Information provided:
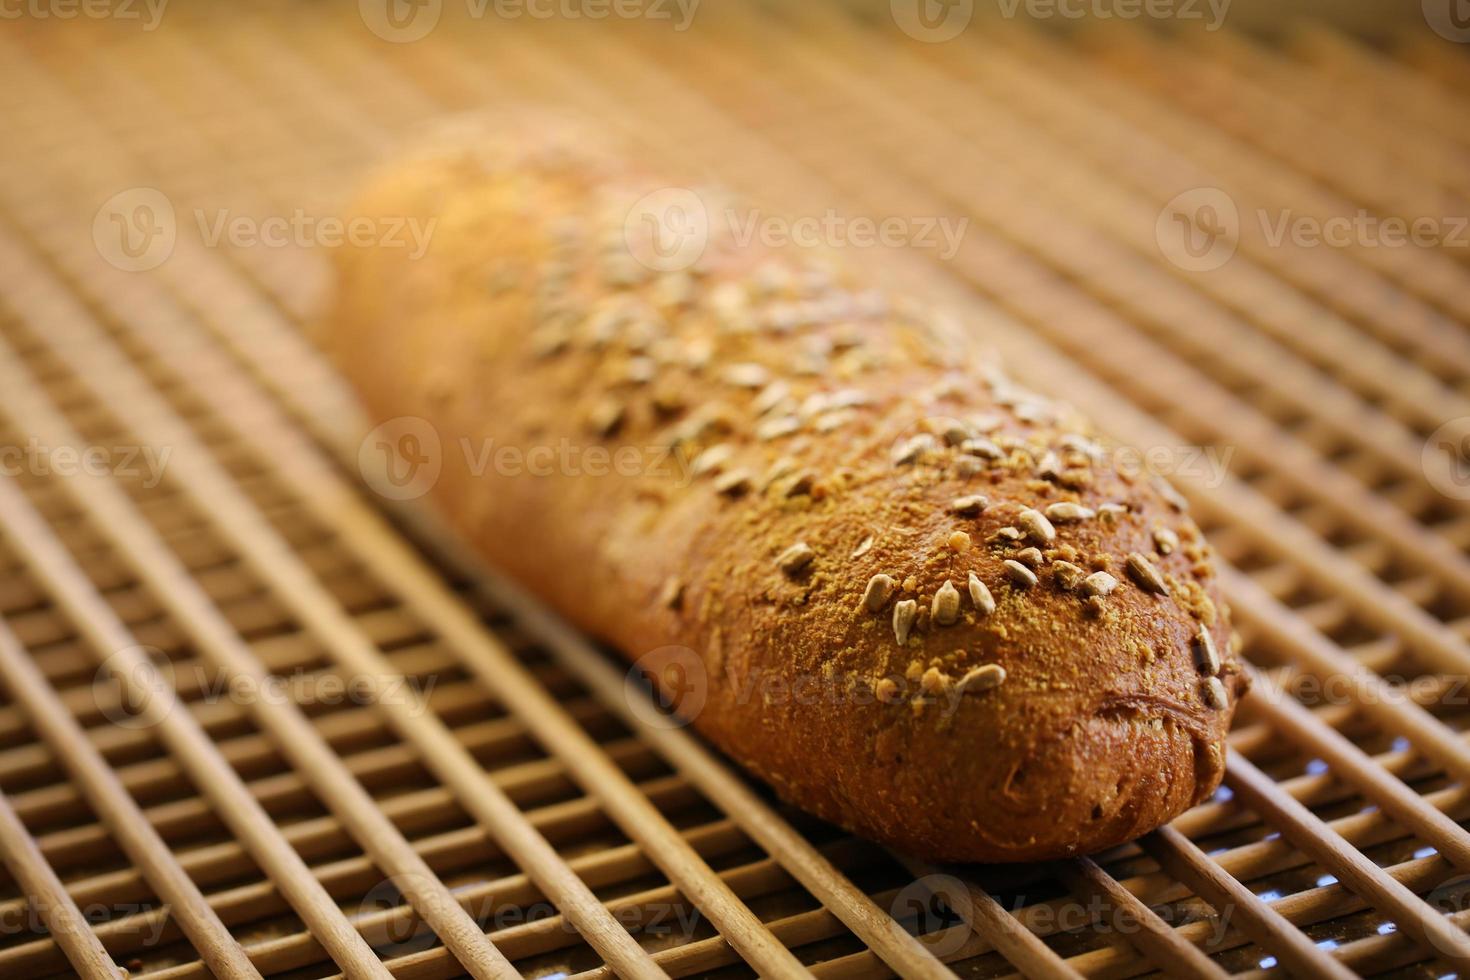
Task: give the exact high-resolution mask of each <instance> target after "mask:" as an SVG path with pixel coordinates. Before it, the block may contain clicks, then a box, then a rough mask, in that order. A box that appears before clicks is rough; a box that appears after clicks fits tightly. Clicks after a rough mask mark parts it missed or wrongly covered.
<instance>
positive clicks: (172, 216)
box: [0, 0, 438, 272]
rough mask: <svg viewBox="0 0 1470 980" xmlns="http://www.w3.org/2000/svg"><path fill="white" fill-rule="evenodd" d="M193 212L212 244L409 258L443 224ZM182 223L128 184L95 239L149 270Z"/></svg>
mask: <svg viewBox="0 0 1470 980" xmlns="http://www.w3.org/2000/svg"><path fill="white" fill-rule="evenodd" d="M3 1H4V0H0V3H3ZM193 217H194V225H196V226H197V229H198V237H200V239H201V241H203V244H204V247H206V248H219V247H221V245H226V247H231V248H337V247H340V245H356V247H381V248H403V250H406V251H407V253H409V257H410V259H420V257H423V254H425V253H426V251H428V250H429V244H431V241H432V238H434V229H435V226H437V225H438V217H423V216H417V215H379V216H372V217H369V216H354V217H343V216H340V215H313V213H310V212H307V210H306V209H300V207H298V209H294V210H291V212H288V213H281V215H243V213H238V212H234V210H231V209H228V207H196V209H194V210H193ZM179 223H181V216H179V215H178V212H176V210H175V207H173V201H172V200H171V198H169V197H168V194H165V192H163V191H160V190H157V188H153V187H129V188H126V190H122V191H119V192H116V194H113V195H112V197H109V198H107V200H106V201H103V203H101V206H100V207H98V209H97V213H96V215H94V217H93V242H94V244H96V245H97V253H98V254H100V256H101V257H103V259H104V260H107V263H109V264H112V266H116V267H118V269H122V270H123V272H147V270H148V269H156V267H159V266H160V264H163V263H165V262H168V259H169V256H172V254H173V248H175V247H176V244H178V235H179Z"/></svg>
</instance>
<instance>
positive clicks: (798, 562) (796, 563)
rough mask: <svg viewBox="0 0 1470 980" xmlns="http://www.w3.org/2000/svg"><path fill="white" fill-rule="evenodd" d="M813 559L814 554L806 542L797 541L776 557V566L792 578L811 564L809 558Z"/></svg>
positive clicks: (786, 548)
mask: <svg viewBox="0 0 1470 980" xmlns="http://www.w3.org/2000/svg"><path fill="white" fill-rule="evenodd" d="M814 557H816V552H814V551H811V548H810V547H808V545H807V542H804V541H798V542H797V544H794V545H791V547H789V548H786V550H785V551H782V552H781V554H779V555H778V557H776V566H778V567H779V569H781V570H782V572H785V573H786V574H791V576H794V574H797V573H798V572H801V570H803V569H806V567H807V566H808V564H811V558H814Z"/></svg>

Assignment: Across the whole listing above, report each line that includes "instance".

Answer for the task:
Task: give the exact high-resolution mask of each <instance> target after "mask:" as an SVG path with pixel coordinates. Before it, the block may contain clicks, then a box, then a rough mask, in that order. A box that appears before clicks is rough; a box that appears after clicks fits tightly. Clicks after a rough mask mark parts it missed or wrongly covered.
<instance>
</instance>
<instance>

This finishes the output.